» **TEXT**
::::

Taking the stages of love out of order, this first poem looks at a love which is exquisite and delightful, but fleeting. Written in classical Tamil more than two thousand years ago, this poem goes to show that women falling in love with elusive men who offer thrills and romance but refuse to be tied down is nothing new:
He is from those mountains
where the black-faced monkey,
playing in the sun
rolls the wild peacock eggs
on the rocks.
Yes, his love is always good
as you say, my friend,
but only for those strong enough
to bear it,
who will not cry themselves out
or think anything of it
when he leaves.
The man in the poem is primitive and sensuous and playful, as suggested by the image of a black-faced monkey playing in the sun. He is from “those” mountains, a place remote and elevated. He toys with fragile objects, as suggested by the description of a monkey rolling a peacock’s eggs on the rocks. The object he toys with is not only fragile, but, like a peacock egg, has the potential of developing into something beautiful.
To the unfortunate woman in love with him, “his love is always good.” But, at the height of the romance while the thrills are greatest and the woman is very much in love, he leaves. The final line consisting of only three words stands in contrast to the earlier playful descriptions and evokes the sense of loneliness and desolation the woman feels when the man is gone and she is left alone.
Surely anyone who has been single and dating for any length of time has run into such a man who offers a love that is wild, sensuous, perhaps turbulent–and fleeting. And surely no poem better captures the nature of the man or the pain he leaves behind than this poem, whose author lived so long ago.

::::

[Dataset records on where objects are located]
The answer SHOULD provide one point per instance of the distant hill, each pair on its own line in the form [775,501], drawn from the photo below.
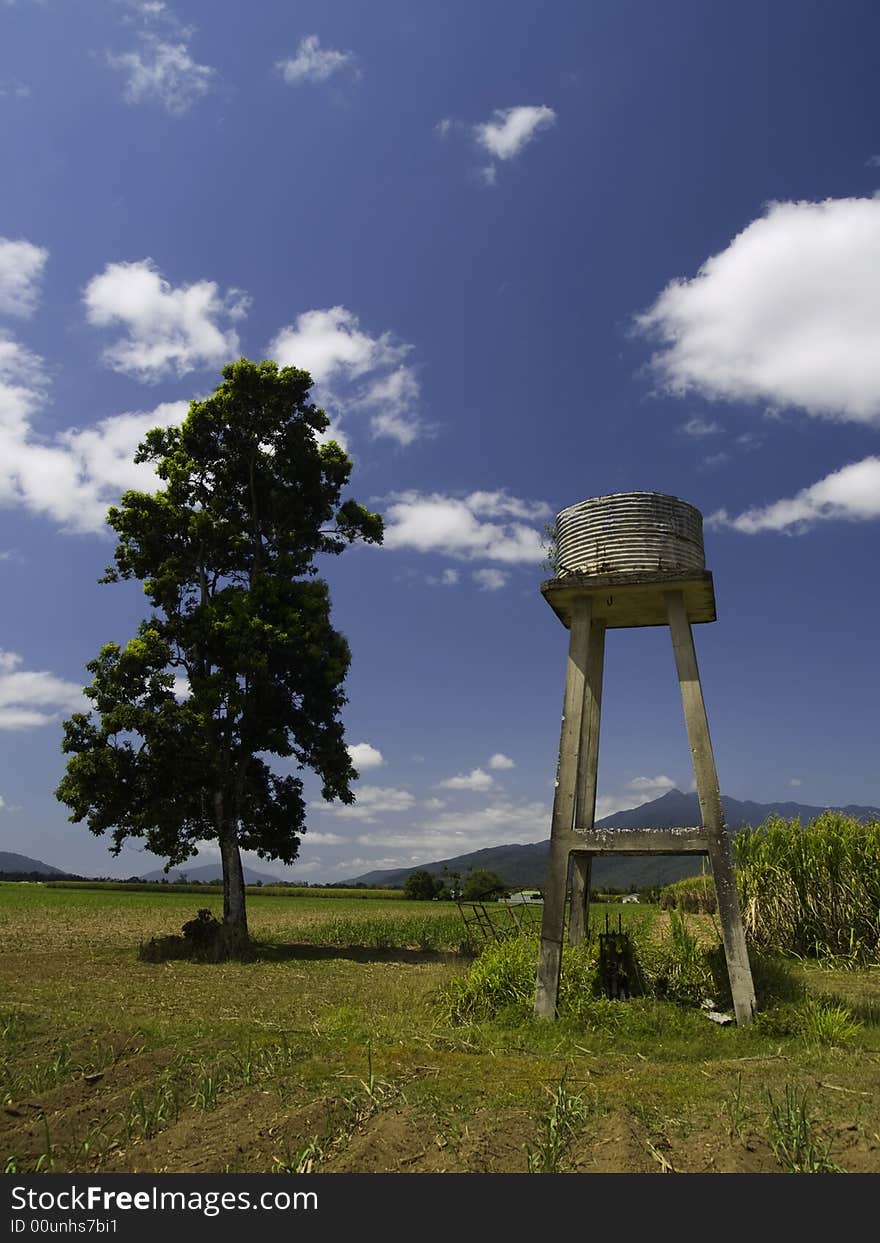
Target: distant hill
[13,863]
[208,873]
[525,865]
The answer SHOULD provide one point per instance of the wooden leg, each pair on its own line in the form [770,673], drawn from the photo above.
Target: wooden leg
[588,765]
[711,809]
[578,915]
[552,925]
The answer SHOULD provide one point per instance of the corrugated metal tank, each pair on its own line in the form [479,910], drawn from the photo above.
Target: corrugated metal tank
[628,533]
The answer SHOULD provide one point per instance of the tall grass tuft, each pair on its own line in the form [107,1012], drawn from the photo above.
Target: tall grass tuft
[812,890]
[793,1135]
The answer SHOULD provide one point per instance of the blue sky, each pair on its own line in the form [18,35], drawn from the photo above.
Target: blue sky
[531,254]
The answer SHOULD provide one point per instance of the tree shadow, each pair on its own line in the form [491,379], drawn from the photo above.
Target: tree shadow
[270,951]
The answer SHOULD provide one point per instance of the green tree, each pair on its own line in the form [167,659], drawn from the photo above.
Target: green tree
[481,883]
[226,553]
[421,886]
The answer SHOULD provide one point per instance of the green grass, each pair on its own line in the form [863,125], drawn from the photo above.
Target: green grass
[341,1032]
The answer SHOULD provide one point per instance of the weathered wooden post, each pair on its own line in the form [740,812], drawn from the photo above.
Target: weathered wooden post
[629,559]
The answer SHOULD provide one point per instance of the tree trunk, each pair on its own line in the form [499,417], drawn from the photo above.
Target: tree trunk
[234,914]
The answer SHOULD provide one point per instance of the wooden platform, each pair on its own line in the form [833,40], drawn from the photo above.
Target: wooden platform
[630,599]
[641,842]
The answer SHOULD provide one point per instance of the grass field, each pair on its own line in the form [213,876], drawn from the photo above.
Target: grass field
[331,1052]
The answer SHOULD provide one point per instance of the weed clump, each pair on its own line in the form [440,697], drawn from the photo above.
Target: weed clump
[204,940]
[678,970]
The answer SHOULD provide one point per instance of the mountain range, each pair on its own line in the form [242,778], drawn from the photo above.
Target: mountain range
[525,865]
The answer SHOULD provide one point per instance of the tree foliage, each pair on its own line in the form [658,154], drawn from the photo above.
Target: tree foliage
[481,883]
[421,886]
[226,551]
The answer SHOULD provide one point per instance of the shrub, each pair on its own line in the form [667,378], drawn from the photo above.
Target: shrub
[812,890]
[694,894]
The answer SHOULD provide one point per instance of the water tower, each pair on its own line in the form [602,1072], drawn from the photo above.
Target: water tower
[629,559]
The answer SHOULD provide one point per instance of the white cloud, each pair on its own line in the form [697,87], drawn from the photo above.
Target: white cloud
[352,371]
[22,388]
[76,476]
[511,129]
[476,779]
[364,755]
[372,801]
[170,330]
[21,265]
[788,313]
[464,527]
[449,578]
[697,426]
[454,833]
[357,866]
[25,695]
[182,689]
[163,72]
[850,494]
[315,64]
[650,787]
[13,88]
[490,579]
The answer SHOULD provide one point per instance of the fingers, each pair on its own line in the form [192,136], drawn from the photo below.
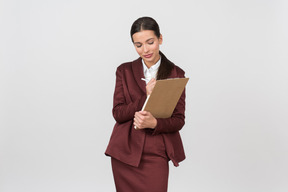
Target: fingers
[144,119]
[150,86]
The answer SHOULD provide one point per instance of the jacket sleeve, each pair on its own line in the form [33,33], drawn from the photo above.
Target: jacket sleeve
[124,108]
[177,120]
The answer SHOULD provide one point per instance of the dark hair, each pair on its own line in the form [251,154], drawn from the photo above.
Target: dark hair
[148,23]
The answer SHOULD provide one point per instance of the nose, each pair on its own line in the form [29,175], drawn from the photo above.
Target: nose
[145,48]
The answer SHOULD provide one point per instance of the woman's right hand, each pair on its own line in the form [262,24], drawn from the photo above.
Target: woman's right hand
[150,86]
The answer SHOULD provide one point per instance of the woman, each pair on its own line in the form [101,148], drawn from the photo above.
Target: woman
[140,155]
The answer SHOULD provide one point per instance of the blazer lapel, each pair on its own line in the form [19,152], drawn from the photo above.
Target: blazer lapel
[138,73]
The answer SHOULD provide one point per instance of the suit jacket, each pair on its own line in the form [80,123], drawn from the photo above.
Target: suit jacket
[126,143]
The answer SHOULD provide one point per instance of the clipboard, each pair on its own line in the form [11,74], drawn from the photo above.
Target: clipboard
[164,97]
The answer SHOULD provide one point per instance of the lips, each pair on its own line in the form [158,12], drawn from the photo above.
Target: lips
[148,56]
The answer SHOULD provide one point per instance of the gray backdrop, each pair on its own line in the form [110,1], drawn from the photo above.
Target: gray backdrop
[57,76]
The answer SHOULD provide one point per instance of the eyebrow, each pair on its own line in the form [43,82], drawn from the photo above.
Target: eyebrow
[145,41]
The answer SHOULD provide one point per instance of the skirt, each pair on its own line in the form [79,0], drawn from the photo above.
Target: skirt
[152,173]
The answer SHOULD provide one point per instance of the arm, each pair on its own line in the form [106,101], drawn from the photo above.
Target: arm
[122,109]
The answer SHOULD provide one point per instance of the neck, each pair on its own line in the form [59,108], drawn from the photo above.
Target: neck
[150,64]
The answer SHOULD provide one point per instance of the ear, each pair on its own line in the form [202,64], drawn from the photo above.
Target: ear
[160,39]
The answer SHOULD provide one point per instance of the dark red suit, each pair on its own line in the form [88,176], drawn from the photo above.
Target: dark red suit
[126,143]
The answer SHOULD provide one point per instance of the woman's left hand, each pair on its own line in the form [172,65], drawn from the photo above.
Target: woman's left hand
[144,119]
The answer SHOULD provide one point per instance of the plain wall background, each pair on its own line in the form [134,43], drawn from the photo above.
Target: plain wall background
[57,75]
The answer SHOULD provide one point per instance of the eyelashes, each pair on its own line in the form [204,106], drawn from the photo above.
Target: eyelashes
[140,45]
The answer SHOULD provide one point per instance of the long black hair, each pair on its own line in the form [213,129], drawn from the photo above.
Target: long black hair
[148,23]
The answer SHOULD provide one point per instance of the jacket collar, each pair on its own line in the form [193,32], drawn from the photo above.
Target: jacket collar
[138,73]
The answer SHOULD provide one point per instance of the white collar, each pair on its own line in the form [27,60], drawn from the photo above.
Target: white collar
[153,67]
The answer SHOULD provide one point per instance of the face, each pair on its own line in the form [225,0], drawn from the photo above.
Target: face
[147,46]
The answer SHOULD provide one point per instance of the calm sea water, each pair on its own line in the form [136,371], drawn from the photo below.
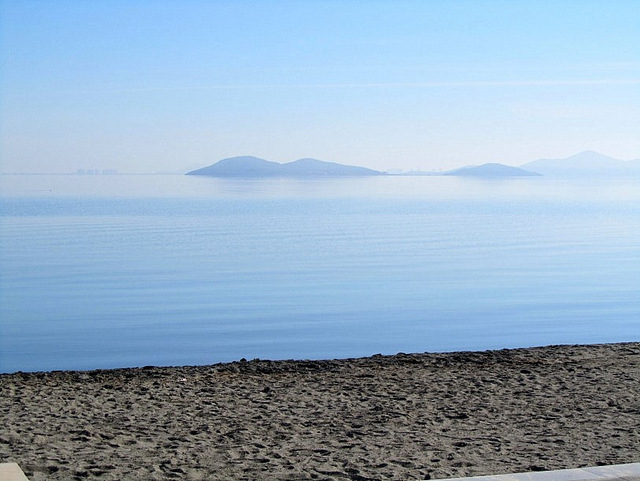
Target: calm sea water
[113,271]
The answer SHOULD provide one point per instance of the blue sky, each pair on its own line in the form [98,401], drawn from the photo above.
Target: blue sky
[144,86]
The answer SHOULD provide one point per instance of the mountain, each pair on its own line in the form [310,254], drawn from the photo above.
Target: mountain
[585,164]
[491,170]
[244,166]
[254,167]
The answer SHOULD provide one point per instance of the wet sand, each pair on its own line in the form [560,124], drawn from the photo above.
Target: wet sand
[402,417]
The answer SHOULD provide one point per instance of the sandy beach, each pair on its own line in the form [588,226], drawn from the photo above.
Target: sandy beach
[402,417]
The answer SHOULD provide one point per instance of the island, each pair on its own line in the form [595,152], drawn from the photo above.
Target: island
[491,170]
[255,167]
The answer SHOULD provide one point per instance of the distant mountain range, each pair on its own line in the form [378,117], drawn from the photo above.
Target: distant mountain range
[491,170]
[584,164]
[254,167]
[588,163]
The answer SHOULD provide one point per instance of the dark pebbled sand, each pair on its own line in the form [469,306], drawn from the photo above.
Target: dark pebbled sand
[400,417]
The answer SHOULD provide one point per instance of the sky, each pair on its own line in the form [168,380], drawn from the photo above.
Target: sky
[169,85]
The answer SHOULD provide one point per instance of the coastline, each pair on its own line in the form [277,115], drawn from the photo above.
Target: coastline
[406,416]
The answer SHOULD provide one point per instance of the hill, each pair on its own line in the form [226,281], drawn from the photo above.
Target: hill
[585,164]
[254,167]
[491,170]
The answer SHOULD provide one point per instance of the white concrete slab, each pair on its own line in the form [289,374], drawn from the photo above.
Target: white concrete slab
[618,472]
[11,472]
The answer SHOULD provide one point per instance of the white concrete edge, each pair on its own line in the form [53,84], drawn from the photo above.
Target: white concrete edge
[629,471]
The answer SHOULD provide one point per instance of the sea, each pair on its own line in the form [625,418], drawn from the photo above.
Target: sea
[109,271]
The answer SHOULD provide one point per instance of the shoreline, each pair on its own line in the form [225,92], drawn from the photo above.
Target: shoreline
[403,416]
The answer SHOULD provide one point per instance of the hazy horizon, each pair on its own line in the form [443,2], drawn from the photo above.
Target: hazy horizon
[169,86]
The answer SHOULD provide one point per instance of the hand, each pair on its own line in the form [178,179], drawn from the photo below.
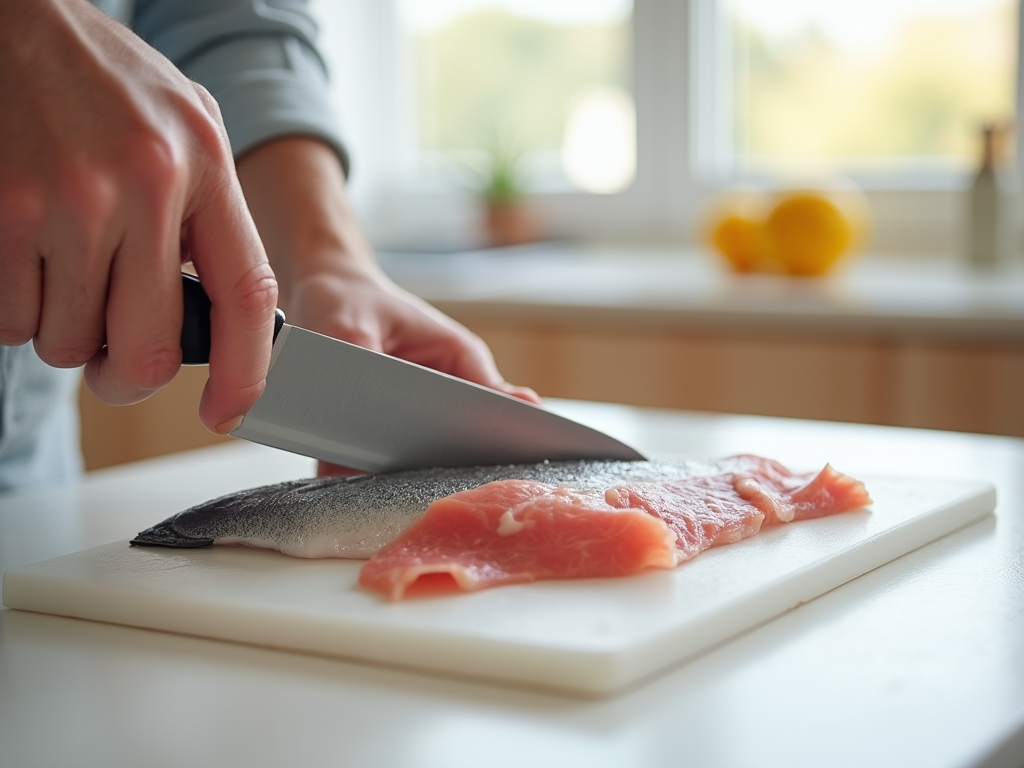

::::

» **REQUIREMENTS**
a – Reproduce the poem commentary word for word, from "Yes, his love" down to "into something beautiful.".
b – Decide whether each statement agrees with the poem commentary. Answer yes or no, and quote the words that settle it: (i) The poem was composed in classical Tamil over two thousand years ago. (ii) The man in the poem comes from the seashore. (iii) The last line of the poem has only three words.
c – In the poem commentary's sentence that begins "Surely anyone who has been single," which words describe the love such a man offers? List every one.
The records are independent material and bear no relation to the poem commentary.

» **EXERCISE RESULTS**
a –
Yes, his love is always good
as you say, my friend,
but only for those strong enough
to bear it,
who will not cry themselves out
or think anything of it
when he leaves.
The man in the poem is primitive and sensuous and playful, as suggested by the image of a black-faced monkey playing in the sun. He is from “those” mountains, a place remote and elevated. He toys with fragile objects, as suggested by the description of a monkey rolling a peacock’s eggs on the rocks. The object he toys with is not only fragile, but, like a peacock egg, has the potential of developing into something beautiful.

b –
(i) Yes: "Written in classical Tamil more than two thousand years ago"
(ii) No: "He is from those mountains"
(iii) Yes: "The final line consisting of only three words"

c – wild, sensuous, turbulent, fleeting